DOCUMENT SECTION:

I will ignore boolean
data types hoping that useRs are bright enough to not use Booleans while creating a Date!
From the above examples, we can conclude that numeric
values and number-like character
values are the only valid data types that should be allowed. Modifying our make_date
function to include data type checks.
make_date <- function(yyyy, mm = 1, dd = 1) {
# check missing arguments
if (missing(yyyy)) stop("argument `yyyy` is required.")
if (missing(mm)) warning("argument `mm` is missing. Using default value mm = 1 instead")
if (missing(dd)) warning("argument `dd` is missing. Using default value dd = 1 instead")
# Check data types
if (!is.numeric(yyyy) & !is.character(yyyy)) {
stop("argument `yyyy` must be numeric")
} else if (is.character(yyyy) & is.na(as.numeric(yyyy))) {
stop("argument `yyyy` must be numeric")
}
if (!is.numeric(mm) & !is.character(mm)) {
stop("argument `mm` must be numeric")
} else if (is.character(mm) & is.na(as.numeric(mm))) {
stop("argument `mm` must be numeric")
}
if (!is.numeric(dd) & !is.character(dd)) {
stop("argument `dd` must be numeric")
} else if (is.character(dd) & is.na(as.numeric(dd))) {
stop("argument `dd` must be numeric")
}
# main logic
as.Date(paste(yyyy, mm, dd, sep = "-"), format = "%Y-%m-%d")
}
# Calling the function with new datatype checks
make_date(yyyy = "2022", mm = "May", dd = "1")
Warning in make_date(yyyy = "2022", mm = "May", dd = "1"): NAs introduced by
coercion
Error in make_date(yyyy = "2022", mm = "May", dd = "1"): argument `mm` must be numeric
Error in make_date(yyyy = "2022", mm = factor("5"), dd = "1"): argument `mm` must be numeric
Notice that the datatype check is lengthy and similar for all 3 arguments. We can apply DRY principle again and encapsulate that code into a small function is_numberlike
which will return TRUE
or FALSE
. Note that is_numberlike
has no checks because it is an internal function.

DATA:
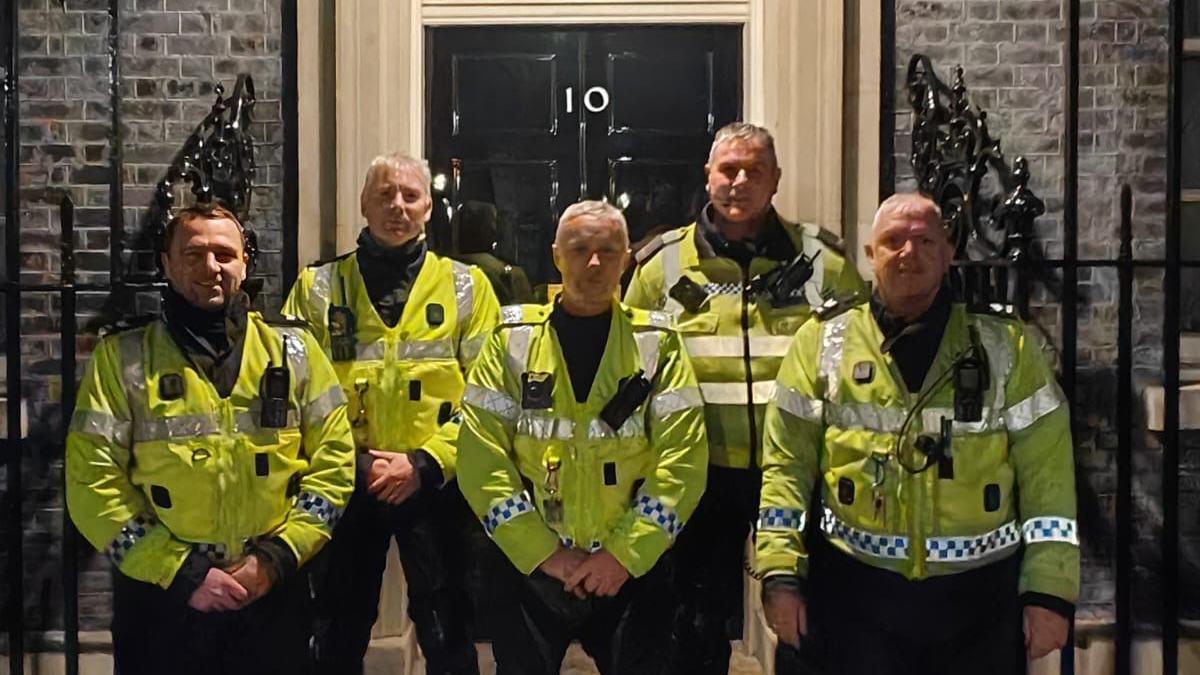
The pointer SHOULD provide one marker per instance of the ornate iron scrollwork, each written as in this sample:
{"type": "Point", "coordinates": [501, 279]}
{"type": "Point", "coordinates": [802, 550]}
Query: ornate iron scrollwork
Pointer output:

...

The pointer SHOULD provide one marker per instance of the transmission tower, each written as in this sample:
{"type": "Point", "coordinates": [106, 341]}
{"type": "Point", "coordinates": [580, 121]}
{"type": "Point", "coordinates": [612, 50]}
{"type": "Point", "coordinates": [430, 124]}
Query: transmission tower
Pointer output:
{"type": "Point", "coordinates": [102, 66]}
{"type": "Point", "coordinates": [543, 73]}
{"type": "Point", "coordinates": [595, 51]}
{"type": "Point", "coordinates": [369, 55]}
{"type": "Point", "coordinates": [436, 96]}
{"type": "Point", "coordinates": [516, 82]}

---

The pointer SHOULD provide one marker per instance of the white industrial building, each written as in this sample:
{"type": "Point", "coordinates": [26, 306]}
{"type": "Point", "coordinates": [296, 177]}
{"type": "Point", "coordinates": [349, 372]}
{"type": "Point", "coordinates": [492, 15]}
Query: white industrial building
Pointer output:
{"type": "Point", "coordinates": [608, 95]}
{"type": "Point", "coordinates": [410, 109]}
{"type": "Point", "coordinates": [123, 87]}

OBJECTIVES:
a - Please rewrite everything in the date-validation text from "I will ignore" down to "data type checks.", swapping "conclude" for "infer".
b - Pull out each line of the records that contains the string "iron", with case counting.

RESULTS:
a -
I will ignore boolean
data types hoping that useRs are bright enough to not use Booleans while creating a Date!
From the above examples, we can infer that numeric
values and number-like character
values are the only valid data types that should be allowed. Modifying our make_date
function to include data type checks.

b -
The pointer SHOULD provide one marker per instance of the ornate iron scrollwork, each written as in this sample:
Query: ornate iron scrollwork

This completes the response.